::: RECORDS FOR THIS EXERCISE :::
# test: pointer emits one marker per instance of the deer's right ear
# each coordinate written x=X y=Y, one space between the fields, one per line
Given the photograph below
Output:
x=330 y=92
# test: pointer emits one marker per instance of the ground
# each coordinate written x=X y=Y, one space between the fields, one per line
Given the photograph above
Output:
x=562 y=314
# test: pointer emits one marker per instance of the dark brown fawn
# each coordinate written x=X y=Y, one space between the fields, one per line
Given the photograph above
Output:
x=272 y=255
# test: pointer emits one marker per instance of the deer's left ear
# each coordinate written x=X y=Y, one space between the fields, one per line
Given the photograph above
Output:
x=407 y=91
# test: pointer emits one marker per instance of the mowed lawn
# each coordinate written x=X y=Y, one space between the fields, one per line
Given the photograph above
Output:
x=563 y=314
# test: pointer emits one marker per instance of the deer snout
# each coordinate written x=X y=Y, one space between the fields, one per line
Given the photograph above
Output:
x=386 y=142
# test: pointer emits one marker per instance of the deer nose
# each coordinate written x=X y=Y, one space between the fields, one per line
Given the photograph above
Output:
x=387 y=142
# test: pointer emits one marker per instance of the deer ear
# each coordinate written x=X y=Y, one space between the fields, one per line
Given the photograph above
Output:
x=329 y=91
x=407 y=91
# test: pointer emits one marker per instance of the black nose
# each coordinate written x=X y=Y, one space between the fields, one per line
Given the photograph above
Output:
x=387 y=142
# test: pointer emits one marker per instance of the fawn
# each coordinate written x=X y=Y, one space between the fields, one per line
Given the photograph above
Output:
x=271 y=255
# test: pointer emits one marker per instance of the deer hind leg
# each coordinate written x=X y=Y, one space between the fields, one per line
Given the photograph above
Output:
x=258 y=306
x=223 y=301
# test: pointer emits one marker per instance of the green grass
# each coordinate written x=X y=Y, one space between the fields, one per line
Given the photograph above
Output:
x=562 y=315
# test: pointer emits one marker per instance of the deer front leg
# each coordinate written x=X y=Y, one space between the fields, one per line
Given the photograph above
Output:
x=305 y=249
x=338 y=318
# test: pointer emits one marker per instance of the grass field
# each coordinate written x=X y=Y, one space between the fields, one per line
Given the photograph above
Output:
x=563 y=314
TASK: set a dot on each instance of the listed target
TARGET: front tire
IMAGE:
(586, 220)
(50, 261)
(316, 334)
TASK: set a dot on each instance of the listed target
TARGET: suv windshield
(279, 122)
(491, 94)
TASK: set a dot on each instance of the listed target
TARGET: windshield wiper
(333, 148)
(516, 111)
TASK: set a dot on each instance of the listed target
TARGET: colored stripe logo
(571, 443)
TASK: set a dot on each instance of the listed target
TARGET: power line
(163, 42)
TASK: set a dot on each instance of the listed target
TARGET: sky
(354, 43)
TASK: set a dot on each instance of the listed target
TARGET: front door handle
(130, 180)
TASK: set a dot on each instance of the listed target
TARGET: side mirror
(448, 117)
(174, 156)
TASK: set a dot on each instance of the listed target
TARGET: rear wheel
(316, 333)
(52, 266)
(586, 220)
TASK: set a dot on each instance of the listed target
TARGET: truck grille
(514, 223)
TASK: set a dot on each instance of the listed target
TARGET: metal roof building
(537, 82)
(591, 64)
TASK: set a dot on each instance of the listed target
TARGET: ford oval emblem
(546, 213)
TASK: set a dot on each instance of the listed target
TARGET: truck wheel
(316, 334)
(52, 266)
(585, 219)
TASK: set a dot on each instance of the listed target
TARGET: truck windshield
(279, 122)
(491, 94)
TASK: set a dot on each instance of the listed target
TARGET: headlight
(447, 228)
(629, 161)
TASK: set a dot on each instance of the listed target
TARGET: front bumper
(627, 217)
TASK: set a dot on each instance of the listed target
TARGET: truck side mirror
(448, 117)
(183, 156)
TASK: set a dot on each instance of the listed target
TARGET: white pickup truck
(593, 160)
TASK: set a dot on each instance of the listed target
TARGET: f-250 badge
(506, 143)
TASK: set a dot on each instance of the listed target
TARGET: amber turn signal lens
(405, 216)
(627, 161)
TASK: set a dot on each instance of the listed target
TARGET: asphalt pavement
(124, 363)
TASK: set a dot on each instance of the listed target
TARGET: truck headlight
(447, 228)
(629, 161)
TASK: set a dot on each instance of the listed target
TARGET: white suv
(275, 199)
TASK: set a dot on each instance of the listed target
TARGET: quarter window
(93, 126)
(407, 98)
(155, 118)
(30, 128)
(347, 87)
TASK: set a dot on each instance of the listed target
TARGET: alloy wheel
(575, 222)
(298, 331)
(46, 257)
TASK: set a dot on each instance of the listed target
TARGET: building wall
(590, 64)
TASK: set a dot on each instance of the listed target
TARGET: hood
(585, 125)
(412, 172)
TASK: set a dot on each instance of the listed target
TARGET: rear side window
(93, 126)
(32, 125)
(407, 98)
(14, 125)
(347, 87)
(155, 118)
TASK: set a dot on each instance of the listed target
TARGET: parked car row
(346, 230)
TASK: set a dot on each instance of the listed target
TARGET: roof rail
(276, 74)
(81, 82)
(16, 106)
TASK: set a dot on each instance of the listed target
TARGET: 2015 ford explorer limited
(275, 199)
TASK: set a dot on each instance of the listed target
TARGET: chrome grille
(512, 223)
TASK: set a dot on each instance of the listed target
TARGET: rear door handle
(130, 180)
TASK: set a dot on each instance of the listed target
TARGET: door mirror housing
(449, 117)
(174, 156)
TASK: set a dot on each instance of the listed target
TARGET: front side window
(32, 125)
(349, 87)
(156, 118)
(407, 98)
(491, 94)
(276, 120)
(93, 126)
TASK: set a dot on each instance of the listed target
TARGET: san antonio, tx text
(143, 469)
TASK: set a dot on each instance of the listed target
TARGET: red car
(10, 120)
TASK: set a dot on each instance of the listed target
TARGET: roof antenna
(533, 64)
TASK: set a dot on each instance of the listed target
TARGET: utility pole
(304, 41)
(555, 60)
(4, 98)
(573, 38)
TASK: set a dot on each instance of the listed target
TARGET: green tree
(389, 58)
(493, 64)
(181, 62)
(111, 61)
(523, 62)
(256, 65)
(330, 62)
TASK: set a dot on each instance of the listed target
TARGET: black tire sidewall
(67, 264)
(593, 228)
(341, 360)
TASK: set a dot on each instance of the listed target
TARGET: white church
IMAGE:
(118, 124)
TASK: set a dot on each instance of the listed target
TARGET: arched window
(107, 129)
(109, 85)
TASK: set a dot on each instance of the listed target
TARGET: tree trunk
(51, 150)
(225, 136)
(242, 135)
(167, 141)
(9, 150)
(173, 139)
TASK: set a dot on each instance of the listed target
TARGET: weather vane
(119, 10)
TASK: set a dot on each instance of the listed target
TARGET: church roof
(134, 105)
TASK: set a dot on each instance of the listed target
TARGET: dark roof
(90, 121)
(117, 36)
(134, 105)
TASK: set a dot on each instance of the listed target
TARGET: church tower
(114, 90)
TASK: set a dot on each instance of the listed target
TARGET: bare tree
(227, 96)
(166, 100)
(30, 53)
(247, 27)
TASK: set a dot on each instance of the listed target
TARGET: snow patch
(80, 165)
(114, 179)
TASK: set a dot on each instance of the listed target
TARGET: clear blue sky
:::
> [HOW TO COMPLETE THIS TASK]: Retype every line of the material exactly.

> [TASK RESPONSE]:
# test: pointer emits one marker per instance of the deer's right ear
# each coordinate written x=X y=Y, one space between the fields, one per line
Given the photograph below
Output:
x=330 y=92
# test: pointer emits one marker per instance of the ground
# each coordinate written x=X y=Y, one space between the fields, one per line
Given the photograph above
Output:
x=562 y=314
# test: pointer emits one marker per instance of the dark brown fawn
# each coordinate written x=X y=Y, one space between the fields, one per line
Given the photograph above
Output:
x=272 y=255
# test: pointer emits one marker per instance of the deer's left ear
# each coordinate written x=X y=Y, one space between the fields, one per line
Given the photograph above
Output:
x=407 y=91
# test: pointer emits one marker per instance of the mowed lawn
# each coordinate written x=X y=Y, one space between the fields, one per line
Given the photograph above
Output:
x=563 y=314
# test: pointer emits one marker per instance of the deer snout
# each coordinate written x=X y=Y, one space between the fields, one per line
Given the photograph above
Output:
x=386 y=142
# test: pointer emits one marker per instance of the deer nose
# each coordinate written x=X y=Y, one space between the fields, one per line
Given the photograph above
Output:
x=387 y=142
# test: pointer emits one marker per instance of the deer ear
# each coordinate written x=X y=Y, one space between the fields, one per line
Given the photograph above
Output:
x=329 y=91
x=407 y=91
# test: pointer emits one marker per instance of the black nose
# each coordinate written x=X y=Y, one space between the fields, one per line
Given the photograph above
Output:
x=387 y=142
# test: pointer emits one marker per instance of the fawn
# each coordinate written x=X y=Y, one space between the fields, one per line
Given the photograph above
Output:
x=271 y=255
# test: pointer emits one marker per instance of the deer hind leg
# each coordinate written x=X y=Y, one space between the fields, one per line
Given the photograph above
Output:
x=258 y=306
x=223 y=301
# test: pointer emits one marker per instance of the green grass
# each coordinate written x=X y=Y, one space between the fields, one per line
Given the photograph above
Output:
x=562 y=315
# test: pointer emits one marker per instance of the deer front leg
# each coordinate written x=X y=Y, one space between the fields, one per line
Given the photograph above
Output:
x=305 y=249
x=338 y=318
# test: pointer emits one marker per instance of the grass field
# each coordinate written x=X y=Y, one space between the fields, one per line
Given the photograph above
Output:
x=563 y=314
TASK: set a dot on each instance of the listed target
TARGET: front tire
IMAGE:
(586, 220)
(50, 261)
(316, 334)
TASK: set a dot on each instance of the listed target
TARGET: suv windshield
(279, 122)
(491, 94)
TASK: set a dot on each instance of the listed target
TARGET: windshield wiper
(333, 148)
(516, 111)
TASK: set a dot on each instance of the listed target
TARGET: colored stripe logo
(571, 443)
TASK: set a dot on each instance of the listed target
TARGET: power line
(163, 42)
TASK: set a dot on each instance of the listed target
TARGET: sky
(354, 43)
TASK: set a dot on each instance of the listed target
TARGET: front door handle
(130, 180)
TASK: set a dot on each instance of the listed target
TARGET: side mirror
(448, 117)
(174, 156)
TASK: set a dot on each instance of the listed target
TARGET: rear wheel
(316, 333)
(52, 266)
(586, 220)
TASK: set a dot on each instance of the listed target
TARGET: truck grille
(514, 223)
TASK: set a dot on each instance of the listed target
TARGET: metal roof building
(537, 82)
(591, 64)
TASK: set a dot on each instance of the listed target
TARGET: ford oval emblem
(546, 213)
TASK: set a dot on each instance of the listed target
TARGET: truck wheel
(316, 334)
(52, 266)
(585, 219)
TASK: set a dot on each instance of the listed target
TARGET: truck windshield
(279, 122)
(491, 94)
TASK: set a dot on each instance of the listed target
TARGET: headlight
(447, 228)
(629, 161)
TASK: set a dot on each instance of the listed target
TARGET: front bumper
(627, 217)
TASK: set a dot on each instance of the listed target
TARGET: truck side mirror
(448, 117)
(183, 156)
TASK: set a dot on each instance of the listed target
TARGET: white pickup truck
(593, 160)
TASK: set a dot on each instance of the listed target
TARGET: f-250 badge
(506, 143)
TASK: set a dot on each instance of the listed target
TARGET: amber turn signal lens
(405, 216)
(627, 161)
TASK: set a dot on each instance of the listed target
TARGET: asphalt pavement
(124, 363)
TASK: set a dot on each instance of the listed target
TARGET: truck headlight
(447, 228)
(629, 161)
TASK: set a dot on each instance of the listed target
TARGET: white suv
(275, 199)
TASK: set a dot on each instance of the listed target
TARGET: quarter window
(93, 126)
(407, 98)
(155, 118)
(30, 128)
(347, 87)
TASK: set a dot on each instance of the listed target
TARGET: alloy wheel
(575, 222)
(298, 331)
(46, 257)
TASK: set a dot on each instance of the listed target
TARGET: building wall
(590, 64)
TASK: set a dot on each instance of the listed target
TARGET: hood
(585, 125)
(412, 172)
TASK: set a dot on each instance of the listed target
TARGET: rear side window
(93, 126)
(32, 125)
(407, 98)
(14, 125)
(347, 87)
(155, 118)
TASK: set a dot on each instance of the listed target
TARGET: parked car row
(346, 230)
TASK: set a dot on each instance of the listed target
TARGET: roof rail
(276, 74)
(81, 82)
(16, 106)
TASK: set a dot on each instance of the listed target
TARGET: 2015 ford explorer limited
(275, 199)
TASK: set a dot on each instance of the listed target
TARGET: chrome grille
(512, 223)
TASK: set a dot on each instance of the listed target
TARGET: rear door handle
(130, 180)
TASK: set a dot on each instance of the listed target
TARGET: door mirror housing
(449, 117)
(174, 156)
TASK: set a dot on each instance of the listed target
TARGET: front side window
(32, 125)
(349, 87)
(156, 118)
(407, 98)
(491, 94)
(276, 120)
(93, 126)
TASK: set a dot on each instance of the listed target
TARGET: san antonio, tx text
(143, 469)
TASK: set a dot on each instance of the listed target
TARGET: red car
(10, 120)
TASK: set a dot on each instance of the listed target
TARGET: roof antenna
(533, 64)
TASK: set a dot on each instance of the listed target
TARGET: utility pole
(304, 41)
(555, 60)
(4, 98)
(573, 38)
TASK: set a dot on each instance of the listed target
TARGET: green tree
(389, 58)
(493, 64)
(181, 62)
(111, 61)
(523, 62)
(256, 65)
(330, 62)
TASK: set a dot on each instance of the listed target
TARGET: black tire sidewall
(67, 264)
(593, 228)
(341, 360)
TASK: set a dot on each instance of the listed target
TARGET: white church
IMAGE:
(118, 124)
TASK: set a dot on each instance of the listed target
TARGET: arched window
(107, 129)
(109, 85)
TASK: set a dot on each instance of the listed target
TARGET: tree trunk
(51, 150)
(225, 136)
(242, 135)
(167, 141)
(9, 150)
(173, 139)
TASK: set a dot on each instance of the listed target
TARGET: weather vane
(119, 10)
TASK: set a dot on each instance of the listed target
TARGET: church roof
(134, 105)
TASK: set a dot on each instance of the listed target
TARGET: dark roof
(90, 121)
(117, 36)
(134, 105)
TASK: set a dot on each instance of the listed target
TARGET: church tower
(114, 90)
TASK: set a dot on each instance of the listed target
TARGET: bare tree
(227, 96)
(166, 100)
(30, 53)
(247, 27)
TASK: set a dot on each instance of the listed target
TARGET: snow patch
(80, 165)
(114, 179)
TASK: set a dot on each instance of the listed target
TARGET: clear blue sky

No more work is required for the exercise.